▶ **TASK BRIEF**
Set out every line of the material below as a numbered list, leaving out any blank lines.

-- BEGIN EXERCISE DATA --

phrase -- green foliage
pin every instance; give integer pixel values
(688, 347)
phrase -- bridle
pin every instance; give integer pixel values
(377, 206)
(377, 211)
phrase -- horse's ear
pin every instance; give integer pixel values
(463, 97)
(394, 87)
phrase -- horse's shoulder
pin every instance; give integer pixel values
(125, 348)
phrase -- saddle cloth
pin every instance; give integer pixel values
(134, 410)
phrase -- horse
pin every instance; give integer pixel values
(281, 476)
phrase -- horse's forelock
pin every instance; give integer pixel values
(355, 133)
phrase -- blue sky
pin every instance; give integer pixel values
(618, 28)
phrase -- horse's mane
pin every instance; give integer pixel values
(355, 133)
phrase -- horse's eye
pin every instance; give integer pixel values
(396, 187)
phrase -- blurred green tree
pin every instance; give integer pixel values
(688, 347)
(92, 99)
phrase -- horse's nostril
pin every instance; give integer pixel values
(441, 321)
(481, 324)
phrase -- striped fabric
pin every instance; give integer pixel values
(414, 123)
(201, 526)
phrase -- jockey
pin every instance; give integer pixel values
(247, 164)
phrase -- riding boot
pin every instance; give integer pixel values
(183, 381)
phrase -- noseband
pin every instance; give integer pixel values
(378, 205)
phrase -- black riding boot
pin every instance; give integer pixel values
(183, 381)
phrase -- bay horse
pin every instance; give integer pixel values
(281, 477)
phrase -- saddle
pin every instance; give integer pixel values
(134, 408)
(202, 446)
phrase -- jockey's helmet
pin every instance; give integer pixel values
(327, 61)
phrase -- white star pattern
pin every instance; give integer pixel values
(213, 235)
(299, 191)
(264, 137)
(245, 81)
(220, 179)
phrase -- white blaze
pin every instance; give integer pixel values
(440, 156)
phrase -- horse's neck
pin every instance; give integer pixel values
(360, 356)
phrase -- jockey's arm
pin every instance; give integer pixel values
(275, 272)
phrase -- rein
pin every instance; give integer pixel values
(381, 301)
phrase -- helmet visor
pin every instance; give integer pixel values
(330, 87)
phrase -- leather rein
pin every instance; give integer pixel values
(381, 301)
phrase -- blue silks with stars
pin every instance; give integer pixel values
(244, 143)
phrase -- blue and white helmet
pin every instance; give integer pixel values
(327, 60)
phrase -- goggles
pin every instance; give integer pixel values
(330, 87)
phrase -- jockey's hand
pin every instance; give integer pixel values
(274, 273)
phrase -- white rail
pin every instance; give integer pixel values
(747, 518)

-- END EXERCISE DATA --

▶ **SOLVED EXERCISE**
1. phrase -- green foliage
2. pin every instance; give integer pixel values
3. (688, 347)
4. phrase -- bridle
5. pin every instance; give integer pixel values
6. (377, 206)
7. (377, 211)
8. phrase -- horse's ear
9. pin every instance; give integer pixel values
10. (463, 97)
11. (394, 87)
12. phrase -- horse's shoulder
13. pin every instance; give integer pixel values
14. (125, 348)
15. phrase -- saddle cloth
16. pin every instance; give integer pixel values
17. (134, 410)
18. phrase -- horse
19. pin every instance; give integer pixel values
20. (281, 476)
21. phrase -- horse's forelock
22. pin every instance; give integer pixel values
23. (355, 133)
24. phrase -- blue sky
25. pin every instance; give integer pixel values
26. (618, 28)
27. phrase -- horse's mane
28. pin every instance; give integer pixel values
29. (355, 133)
30. phrase -- horse's eye
31. pin every instance; give integer pixel values
32. (396, 187)
33. phrase -- blurred green tree
34. pin every instance; give integer pixel values
35. (688, 347)
36. (92, 99)
37. phrase -- horse's nostril
38. pin every instance; give integer pixel values
39. (441, 321)
40. (481, 324)
41. phrase -- striped fabric
42. pin every instance; give integer pixel values
43. (414, 123)
44. (201, 526)
45. phrase -- jockey
46. pin every instance; give integer pixel values
47. (247, 164)
48. phrase -- riding boot
49. pin every instance; give integer pixel values
50. (183, 381)
51. phrase -- noseband
52. pin every instance; give integer pixel values
53. (378, 205)
54. phrase -- black riding boot
55. pin every instance; give integer pixel values
56. (183, 381)
57. phrase -- bay horse
58. pin every instance; give integer pixel values
59. (281, 477)
60. phrase -- saddle
61. pin every instance; give integer pixel values
62. (134, 408)
63. (202, 446)
64. phrase -- jockey's helmet
65. pin every instance; give integer pixel values
66. (327, 61)
67. phrase -- white star pattern
68. pin every instance; give integer pixel values
69. (213, 235)
70. (299, 191)
71. (264, 137)
72. (245, 81)
73. (220, 179)
74. phrase -- white blaze
75. pin every instance; give integer pixel values
76. (440, 156)
77. phrase -- horse's neck
78. pin every instance; give integer pixel values
79. (360, 356)
80. phrase -- jockey's arm
81. pin every instance; give integer pixel values
82. (275, 272)
83. phrase -- rein
84. pin every instance; give integer pixel values
85. (381, 301)
86. phrase -- helmet visor
87. pin every instance; give integer pixel values
88. (330, 87)
89. phrase -- leather rein
90. pin every instance; give integer pixel values
91. (381, 301)
92. phrase -- blue silks with stars
93. pin every instance; give integer pixel values
94. (244, 143)
95. phrase -- blue and white helmet
96. pin every instance; give integer pixel values
97. (327, 60)
98. phrase -- goggles
99. pin every instance; give integer pixel values
100. (330, 87)
101. phrase -- jockey's hand
102. pin every instance; give integer pixel values
103. (274, 273)
104. phrase -- white rail
105. pin every instance; give integer pixel values
106. (747, 518)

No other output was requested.